Outline items for labeled areas
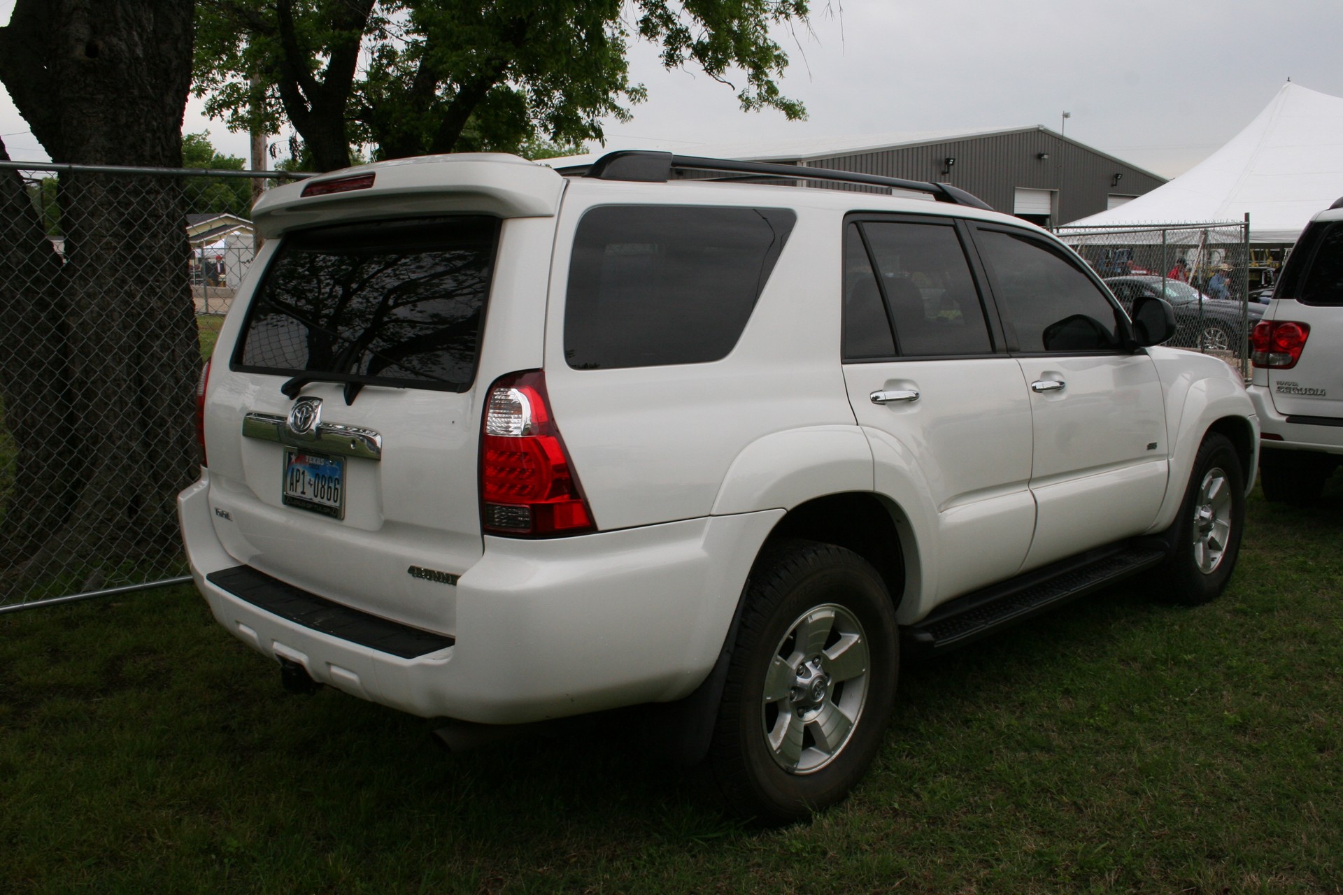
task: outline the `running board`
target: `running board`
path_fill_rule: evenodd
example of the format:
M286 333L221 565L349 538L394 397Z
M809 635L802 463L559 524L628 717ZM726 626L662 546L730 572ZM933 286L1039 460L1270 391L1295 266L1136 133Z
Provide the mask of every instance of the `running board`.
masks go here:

* * *

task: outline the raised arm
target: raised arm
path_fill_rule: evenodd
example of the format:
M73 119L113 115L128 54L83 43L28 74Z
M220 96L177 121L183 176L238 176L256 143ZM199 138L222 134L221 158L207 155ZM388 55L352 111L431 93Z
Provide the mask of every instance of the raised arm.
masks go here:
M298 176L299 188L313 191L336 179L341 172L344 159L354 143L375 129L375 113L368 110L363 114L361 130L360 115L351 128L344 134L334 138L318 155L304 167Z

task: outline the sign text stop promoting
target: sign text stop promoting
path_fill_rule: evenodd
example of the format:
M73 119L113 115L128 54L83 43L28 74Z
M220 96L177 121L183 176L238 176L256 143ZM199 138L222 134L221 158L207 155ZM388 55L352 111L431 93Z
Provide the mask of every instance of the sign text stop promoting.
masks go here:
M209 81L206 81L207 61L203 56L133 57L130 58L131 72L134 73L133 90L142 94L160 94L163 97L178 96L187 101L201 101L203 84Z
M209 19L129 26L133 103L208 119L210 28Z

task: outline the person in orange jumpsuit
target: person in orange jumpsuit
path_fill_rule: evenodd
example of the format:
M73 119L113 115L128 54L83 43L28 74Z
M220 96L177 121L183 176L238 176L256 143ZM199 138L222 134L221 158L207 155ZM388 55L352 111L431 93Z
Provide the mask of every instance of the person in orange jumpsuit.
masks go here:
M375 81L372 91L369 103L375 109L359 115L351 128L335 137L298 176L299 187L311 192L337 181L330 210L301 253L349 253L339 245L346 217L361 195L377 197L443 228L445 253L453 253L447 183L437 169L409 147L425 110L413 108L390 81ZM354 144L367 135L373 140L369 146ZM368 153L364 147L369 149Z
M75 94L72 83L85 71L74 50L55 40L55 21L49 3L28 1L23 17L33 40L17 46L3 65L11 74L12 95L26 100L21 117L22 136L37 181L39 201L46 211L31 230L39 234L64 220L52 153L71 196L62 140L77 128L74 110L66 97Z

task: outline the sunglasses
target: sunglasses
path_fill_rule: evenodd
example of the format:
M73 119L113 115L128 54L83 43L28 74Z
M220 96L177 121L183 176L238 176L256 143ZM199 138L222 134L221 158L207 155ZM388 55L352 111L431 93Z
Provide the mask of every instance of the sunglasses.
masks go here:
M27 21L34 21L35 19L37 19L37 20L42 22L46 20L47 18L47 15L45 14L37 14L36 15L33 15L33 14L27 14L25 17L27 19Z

...

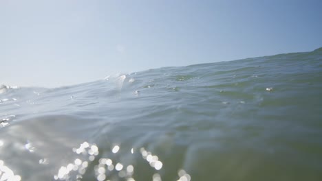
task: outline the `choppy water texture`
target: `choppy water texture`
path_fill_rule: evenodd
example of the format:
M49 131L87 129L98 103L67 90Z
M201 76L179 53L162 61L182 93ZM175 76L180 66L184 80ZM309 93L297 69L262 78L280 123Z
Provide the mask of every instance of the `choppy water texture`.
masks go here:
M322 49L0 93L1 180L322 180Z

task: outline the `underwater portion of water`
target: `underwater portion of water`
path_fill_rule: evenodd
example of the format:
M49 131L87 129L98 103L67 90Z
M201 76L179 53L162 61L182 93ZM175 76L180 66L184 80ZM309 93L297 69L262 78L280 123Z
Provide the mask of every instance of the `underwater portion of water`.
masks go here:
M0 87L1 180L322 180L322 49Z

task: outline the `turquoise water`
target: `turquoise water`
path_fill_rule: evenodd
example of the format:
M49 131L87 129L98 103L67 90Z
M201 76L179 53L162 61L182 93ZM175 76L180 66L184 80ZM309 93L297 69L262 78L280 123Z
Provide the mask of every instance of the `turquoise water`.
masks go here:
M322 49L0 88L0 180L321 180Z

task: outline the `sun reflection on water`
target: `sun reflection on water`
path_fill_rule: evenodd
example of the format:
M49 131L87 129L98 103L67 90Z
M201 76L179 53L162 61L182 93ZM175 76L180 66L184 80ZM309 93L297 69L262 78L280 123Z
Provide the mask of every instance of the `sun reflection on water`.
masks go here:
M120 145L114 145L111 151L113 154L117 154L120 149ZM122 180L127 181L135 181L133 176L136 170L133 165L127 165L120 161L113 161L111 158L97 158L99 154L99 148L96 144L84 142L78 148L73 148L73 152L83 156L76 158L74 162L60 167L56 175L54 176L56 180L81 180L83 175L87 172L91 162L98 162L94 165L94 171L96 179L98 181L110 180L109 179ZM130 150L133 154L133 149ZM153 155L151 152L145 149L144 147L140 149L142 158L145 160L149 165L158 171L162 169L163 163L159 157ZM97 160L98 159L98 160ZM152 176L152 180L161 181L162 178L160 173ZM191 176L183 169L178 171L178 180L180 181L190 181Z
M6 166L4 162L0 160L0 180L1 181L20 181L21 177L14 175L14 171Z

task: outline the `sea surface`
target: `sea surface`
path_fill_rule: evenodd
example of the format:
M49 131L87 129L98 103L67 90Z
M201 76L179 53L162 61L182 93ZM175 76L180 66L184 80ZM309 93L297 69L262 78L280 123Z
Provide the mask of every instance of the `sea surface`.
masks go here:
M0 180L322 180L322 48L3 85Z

What is expected
Render the part that opens with the line containing "task: outline the person in orange jumpsuit" and closes with the line containing "M75 94L72 83L85", both ends included, as a Markdown table with the columns Row and Line. Number each row and leave out any blank lines.

Response for this exercise
| Row | Line |
|---|---|
| 1 | task: outline the person in orange jumpsuit |
| 2 | target: person in orange jumpsuit |
| 3 | path_fill_rule: evenodd |
| 4 | example of the format: |
| 5 | M73 119L113 115L128 54L83 43L28 74Z |
| 6 | M220 96L177 121L183 176L238 176L256 143ZM199 138L222 134L221 158L207 155ZM388 55L352 111L431 93Z |
| 7 | Provide the mask of every instance of the person in orange jumpsuit. |
| 8 | masks go here: |
| 9 | M375 81L372 91L369 103L375 109L359 115L351 128L335 137L298 176L299 187L311 192L337 181L330 210L301 253L349 253L339 245L346 217L361 195L377 197L443 228L445 253L453 253L447 183L437 169L409 147L425 110L413 108L390 81ZM354 144L367 135L373 140L369 146ZM368 153L364 147L369 149Z |
| 10 | M75 94L72 83L85 71L74 50L55 40L55 21L49 3L28 1L23 17L33 40L17 46L3 65L11 74L12 95L26 100L21 117L22 136L37 181L39 201L46 211L31 230L39 234L64 220L52 153L71 196L62 140L77 128L74 110L66 97Z |